## begin Dataset records
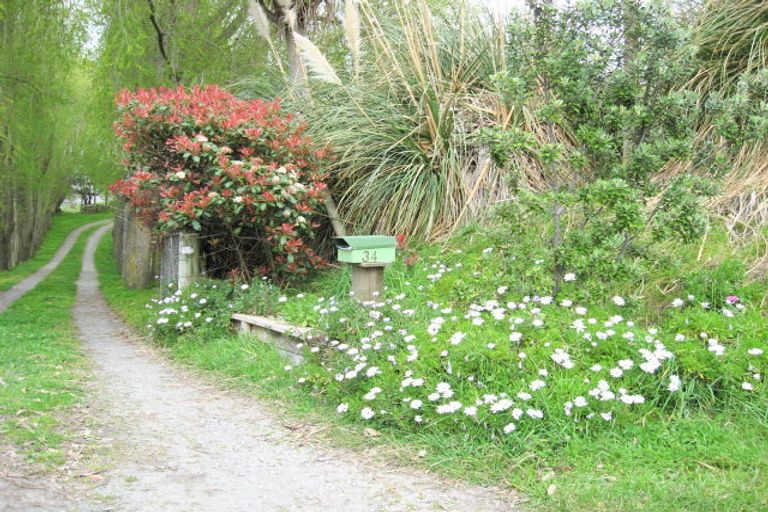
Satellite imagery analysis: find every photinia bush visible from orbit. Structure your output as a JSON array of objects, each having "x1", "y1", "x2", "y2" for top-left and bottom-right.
[{"x1": 111, "y1": 86, "x2": 329, "y2": 279}]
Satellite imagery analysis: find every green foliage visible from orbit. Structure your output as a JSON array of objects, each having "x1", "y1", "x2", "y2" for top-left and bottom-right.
[
  {"x1": 99, "y1": 226, "x2": 768, "y2": 512},
  {"x1": 0, "y1": 226, "x2": 98, "y2": 466},
  {"x1": 0, "y1": 0, "x2": 84, "y2": 268},
  {"x1": 0, "y1": 212, "x2": 112, "y2": 292}
]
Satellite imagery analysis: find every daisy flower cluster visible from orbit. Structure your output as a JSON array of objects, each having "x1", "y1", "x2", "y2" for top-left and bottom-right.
[{"x1": 144, "y1": 281, "x2": 270, "y2": 338}]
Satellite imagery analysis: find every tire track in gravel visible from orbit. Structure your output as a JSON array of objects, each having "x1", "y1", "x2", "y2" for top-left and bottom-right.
[
  {"x1": 0, "y1": 220, "x2": 112, "y2": 314},
  {"x1": 74, "y1": 227, "x2": 516, "y2": 512}
]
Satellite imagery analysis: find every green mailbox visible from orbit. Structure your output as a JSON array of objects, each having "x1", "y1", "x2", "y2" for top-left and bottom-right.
[{"x1": 334, "y1": 235, "x2": 397, "y2": 267}]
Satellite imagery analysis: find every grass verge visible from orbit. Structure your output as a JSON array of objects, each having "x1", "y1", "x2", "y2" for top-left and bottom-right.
[
  {"x1": 97, "y1": 231, "x2": 768, "y2": 512},
  {"x1": 0, "y1": 225, "x2": 97, "y2": 466},
  {"x1": 0, "y1": 212, "x2": 112, "y2": 292}
]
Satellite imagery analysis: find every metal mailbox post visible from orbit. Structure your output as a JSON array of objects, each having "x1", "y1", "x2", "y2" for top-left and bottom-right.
[{"x1": 334, "y1": 235, "x2": 397, "y2": 302}]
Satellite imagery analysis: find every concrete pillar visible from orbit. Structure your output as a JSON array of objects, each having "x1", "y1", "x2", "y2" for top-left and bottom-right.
[{"x1": 160, "y1": 233, "x2": 200, "y2": 289}]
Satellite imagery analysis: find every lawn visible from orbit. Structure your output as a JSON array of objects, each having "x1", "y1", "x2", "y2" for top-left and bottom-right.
[
  {"x1": 98, "y1": 229, "x2": 768, "y2": 511},
  {"x1": 0, "y1": 222, "x2": 104, "y2": 466},
  {"x1": 0, "y1": 212, "x2": 112, "y2": 292}
]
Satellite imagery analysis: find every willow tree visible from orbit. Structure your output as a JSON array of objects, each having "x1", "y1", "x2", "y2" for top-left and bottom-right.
[{"x1": 0, "y1": 0, "x2": 84, "y2": 269}]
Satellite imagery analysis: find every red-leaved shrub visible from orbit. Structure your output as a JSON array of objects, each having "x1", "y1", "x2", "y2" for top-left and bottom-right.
[{"x1": 111, "y1": 86, "x2": 329, "y2": 279}]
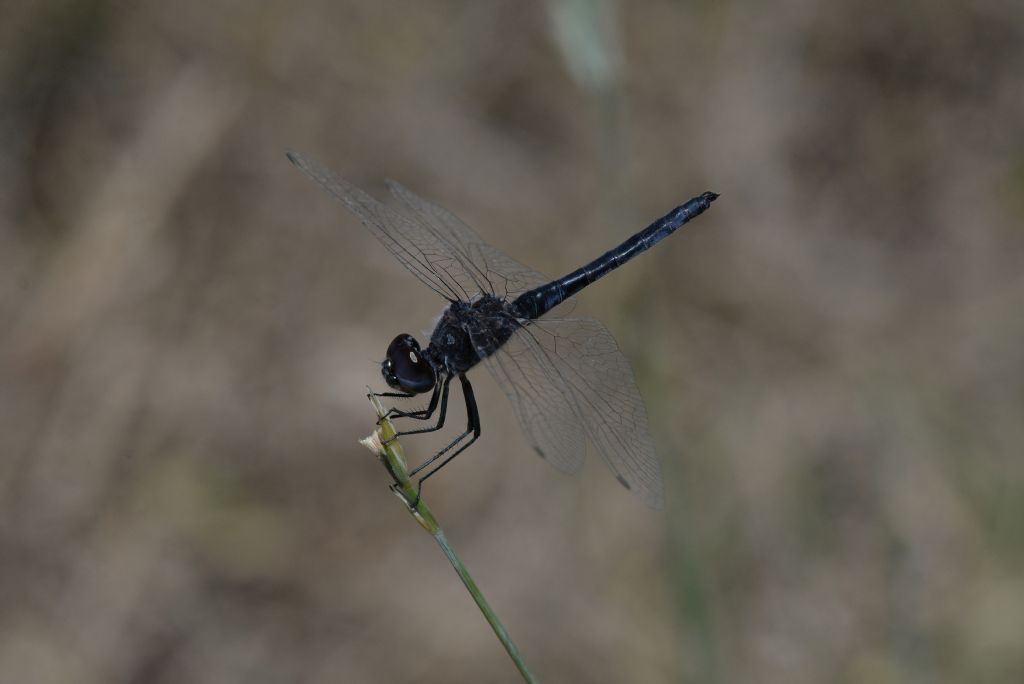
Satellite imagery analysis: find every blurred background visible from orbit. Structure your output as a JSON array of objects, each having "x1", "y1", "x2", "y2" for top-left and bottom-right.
[{"x1": 0, "y1": 0, "x2": 1024, "y2": 683}]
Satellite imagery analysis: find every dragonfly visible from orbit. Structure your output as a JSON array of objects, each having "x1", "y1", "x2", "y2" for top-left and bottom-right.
[{"x1": 287, "y1": 152, "x2": 719, "y2": 509}]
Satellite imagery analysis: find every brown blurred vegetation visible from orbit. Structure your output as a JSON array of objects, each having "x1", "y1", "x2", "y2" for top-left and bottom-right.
[{"x1": 0, "y1": 0, "x2": 1024, "y2": 684}]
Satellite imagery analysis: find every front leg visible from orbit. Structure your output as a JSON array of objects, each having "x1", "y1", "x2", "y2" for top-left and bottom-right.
[
  {"x1": 387, "y1": 376, "x2": 452, "y2": 442},
  {"x1": 377, "y1": 381, "x2": 447, "y2": 424}
]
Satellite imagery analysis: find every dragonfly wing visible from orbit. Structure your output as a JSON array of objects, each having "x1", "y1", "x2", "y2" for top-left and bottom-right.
[
  {"x1": 471, "y1": 321, "x2": 587, "y2": 473},
  {"x1": 288, "y1": 152, "x2": 480, "y2": 300},
  {"x1": 387, "y1": 180, "x2": 551, "y2": 297},
  {"x1": 495, "y1": 318, "x2": 665, "y2": 508}
]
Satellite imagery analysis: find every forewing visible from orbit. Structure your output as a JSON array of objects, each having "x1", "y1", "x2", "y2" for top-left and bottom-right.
[
  {"x1": 495, "y1": 318, "x2": 664, "y2": 508},
  {"x1": 288, "y1": 152, "x2": 478, "y2": 299},
  {"x1": 387, "y1": 180, "x2": 550, "y2": 297}
]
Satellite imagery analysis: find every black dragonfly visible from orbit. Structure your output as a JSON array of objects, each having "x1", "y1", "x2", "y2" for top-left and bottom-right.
[{"x1": 288, "y1": 152, "x2": 718, "y2": 508}]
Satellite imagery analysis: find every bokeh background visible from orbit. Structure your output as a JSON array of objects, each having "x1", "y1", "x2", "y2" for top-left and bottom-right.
[{"x1": 0, "y1": 0, "x2": 1024, "y2": 684}]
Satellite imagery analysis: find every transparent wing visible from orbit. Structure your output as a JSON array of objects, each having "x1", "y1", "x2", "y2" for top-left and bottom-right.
[
  {"x1": 387, "y1": 180, "x2": 551, "y2": 297},
  {"x1": 471, "y1": 321, "x2": 587, "y2": 473},
  {"x1": 486, "y1": 318, "x2": 664, "y2": 508},
  {"x1": 288, "y1": 152, "x2": 488, "y2": 300}
]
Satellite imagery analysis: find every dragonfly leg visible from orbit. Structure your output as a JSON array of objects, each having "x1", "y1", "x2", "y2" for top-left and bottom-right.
[
  {"x1": 409, "y1": 375, "x2": 480, "y2": 502},
  {"x1": 384, "y1": 376, "x2": 452, "y2": 444},
  {"x1": 378, "y1": 378, "x2": 442, "y2": 423}
]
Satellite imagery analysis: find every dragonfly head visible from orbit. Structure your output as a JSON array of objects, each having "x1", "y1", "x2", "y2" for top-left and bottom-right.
[{"x1": 381, "y1": 334, "x2": 437, "y2": 394}]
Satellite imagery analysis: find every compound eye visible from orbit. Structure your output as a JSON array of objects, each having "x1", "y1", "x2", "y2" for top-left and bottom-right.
[{"x1": 381, "y1": 335, "x2": 436, "y2": 394}]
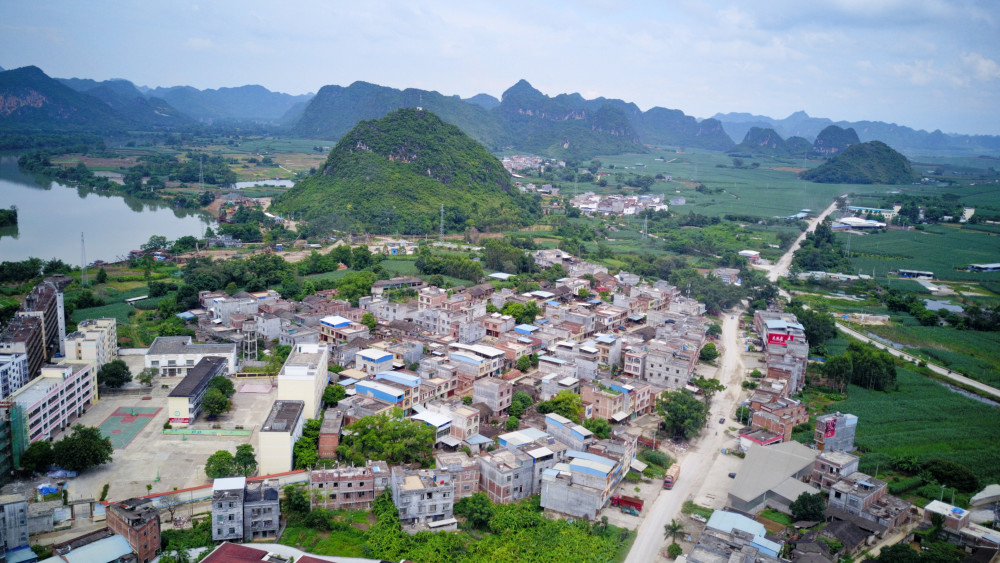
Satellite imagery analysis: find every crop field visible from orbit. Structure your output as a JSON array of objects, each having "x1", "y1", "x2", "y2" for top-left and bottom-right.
[
  {"x1": 71, "y1": 303, "x2": 132, "y2": 324},
  {"x1": 863, "y1": 322, "x2": 1000, "y2": 387},
  {"x1": 837, "y1": 225, "x2": 1000, "y2": 281},
  {"x1": 592, "y1": 149, "x2": 858, "y2": 217},
  {"x1": 827, "y1": 369, "x2": 1000, "y2": 484}
]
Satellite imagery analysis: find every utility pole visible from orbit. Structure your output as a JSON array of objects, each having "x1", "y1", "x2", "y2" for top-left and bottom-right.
[{"x1": 80, "y1": 231, "x2": 87, "y2": 286}]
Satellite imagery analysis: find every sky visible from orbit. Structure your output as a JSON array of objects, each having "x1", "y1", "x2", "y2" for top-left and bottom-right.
[{"x1": 0, "y1": 0, "x2": 1000, "y2": 135}]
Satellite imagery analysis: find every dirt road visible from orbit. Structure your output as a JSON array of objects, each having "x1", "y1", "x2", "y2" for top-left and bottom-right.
[
  {"x1": 625, "y1": 314, "x2": 744, "y2": 563},
  {"x1": 767, "y1": 201, "x2": 837, "y2": 281},
  {"x1": 837, "y1": 323, "x2": 1000, "y2": 399}
]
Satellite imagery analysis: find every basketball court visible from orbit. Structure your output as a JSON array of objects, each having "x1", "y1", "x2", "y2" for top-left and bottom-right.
[{"x1": 99, "y1": 407, "x2": 162, "y2": 450}]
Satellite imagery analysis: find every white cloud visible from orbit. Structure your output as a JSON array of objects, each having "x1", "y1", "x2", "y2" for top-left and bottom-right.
[
  {"x1": 184, "y1": 37, "x2": 215, "y2": 51},
  {"x1": 962, "y1": 53, "x2": 1000, "y2": 82}
]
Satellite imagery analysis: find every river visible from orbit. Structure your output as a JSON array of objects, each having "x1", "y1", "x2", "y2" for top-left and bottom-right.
[{"x1": 0, "y1": 156, "x2": 215, "y2": 266}]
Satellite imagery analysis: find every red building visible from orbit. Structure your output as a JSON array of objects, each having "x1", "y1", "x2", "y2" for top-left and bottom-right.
[{"x1": 107, "y1": 498, "x2": 160, "y2": 563}]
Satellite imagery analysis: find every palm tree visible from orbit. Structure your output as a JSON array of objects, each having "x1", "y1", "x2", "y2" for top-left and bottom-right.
[{"x1": 663, "y1": 519, "x2": 684, "y2": 542}]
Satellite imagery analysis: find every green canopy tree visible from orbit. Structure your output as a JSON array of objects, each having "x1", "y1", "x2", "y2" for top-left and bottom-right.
[
  {"x1": 454, "y1": 493, "x2": 494, "y2": 530},
  {"x1": 583, "y1": 418, "x2": 611, "y2": 440},
  {"x1": 789, "y1": 493, "x2": 826, "y2": 522},
  {"x1": 337, "y1": 408, "x2": 434, "y2": 467},
  {"x1": 205, "y1": 450, "x2": 235, "y2": 479},
  {"x1": 208, "y1": 375, "x2": 236, "y2": 399},
  {"x1": 536, "y1": 389, "x2": 583, "y2": 422},
  {"x1": 52, "y1": 424, "x2": 115, "y2": 473},
  {"x1": 97, "y1": 360, "x2": 132, "y2": 389},
  {"x1": 656, "y1": 389, "x2": 708, "y2": 438},
  {"x1": 323, "y1": 385, "x2": 347, "y2": 407},
  {"x1": 21, "y1": 440, "x2": 55, "y2": 473},
  {"x1": 233, "y1": 444, "x2": 257, "y2": 477},
  {"x1": 698, "y1": 342, "x2": 719, "y2": 362},
  {"x1": 201, "y1": 387, "x2": 229, "y2": 416}
]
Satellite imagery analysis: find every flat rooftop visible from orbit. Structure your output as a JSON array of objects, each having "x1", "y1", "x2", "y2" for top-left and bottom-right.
[{"x1": 260, "y1": 401, "x2": 306, "y2": 432}]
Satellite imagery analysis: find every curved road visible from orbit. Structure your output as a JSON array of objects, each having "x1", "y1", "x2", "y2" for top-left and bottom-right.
[
  {"x1": 625, "y1": 315, "x2": 744, "y2": 563},
  {"x1": 836, "y1": 323, "x2": 1000, "y2": 399},
  {"x1": 767, "y1": 196, "x2": 844, "y2": 281}
]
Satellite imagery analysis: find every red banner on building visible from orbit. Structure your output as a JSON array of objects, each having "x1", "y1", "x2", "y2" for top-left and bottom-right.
[{"x1": 767, "y1": 333, "x2": 795, "y2": 346}]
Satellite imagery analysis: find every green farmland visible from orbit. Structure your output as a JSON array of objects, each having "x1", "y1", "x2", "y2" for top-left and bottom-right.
[
  {"x1": 837, "y1": 225, "x2": 1000, "y2": 281},
  {"x1": 827, "y1": 369, "x2": 1000, "y2": 484}
]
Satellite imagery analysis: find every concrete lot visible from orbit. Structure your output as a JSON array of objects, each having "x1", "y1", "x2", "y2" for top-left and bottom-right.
[{"x1": 65, "y1": 376, "x2": 277, "y2": 500}]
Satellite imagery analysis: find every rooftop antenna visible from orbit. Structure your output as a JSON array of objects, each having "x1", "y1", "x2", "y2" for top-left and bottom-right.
[{"x1": 80, "y1": 231, "x2": 87, "y2": 286}]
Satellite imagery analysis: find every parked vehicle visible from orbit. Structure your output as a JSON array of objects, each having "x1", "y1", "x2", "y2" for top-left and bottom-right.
[
  {"x1": 663, "y1": 463, "x2": 681, "y2": 489},
  {"x1": 611, "y1": 495, "x2": 643, "y2": 514}
]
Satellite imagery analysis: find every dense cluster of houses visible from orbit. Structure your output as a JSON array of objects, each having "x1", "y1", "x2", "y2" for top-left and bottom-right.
[{"x1": 569, "y1": 192, "x2": 667, "y2": 215}]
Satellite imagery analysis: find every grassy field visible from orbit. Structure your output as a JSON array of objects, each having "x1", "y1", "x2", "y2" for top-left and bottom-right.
[
  {"x1": 862, "y1": 322, "x2": 1000, "y2": 387},
  {"x1": 836, "y1": 225, "x2": 1000, "y2": 281},
  {"x1": 827, "y1": 369, "x2": 1000, "y2": 484}
]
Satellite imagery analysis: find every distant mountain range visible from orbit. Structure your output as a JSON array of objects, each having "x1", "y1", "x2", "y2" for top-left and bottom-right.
[
  {"x1": 0, "y1": 67, "x2": 1000, "y2": 159},
  {"x1": 712, "y1": 111, "x2": 1000, "y2": 154}
]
## end Dataset records
* [Instructions to follow] Pull out every line of the material above that contains the word "cluster", and copy each one in full.

* [Task output]
Satellite imagery analysis: find every daisy flower cluster visible from orbit. Structure your output as a JSON array of objects, each having "x1", "y1", "x2", "y2" for top-left and bottom-right.
Satellite imagery analysis: find every dense cluster of houses visible from orbit. Structure your output as a JSON array of objects, each having "x1", "y1", "x2", "y2" for top-left and bottom-right.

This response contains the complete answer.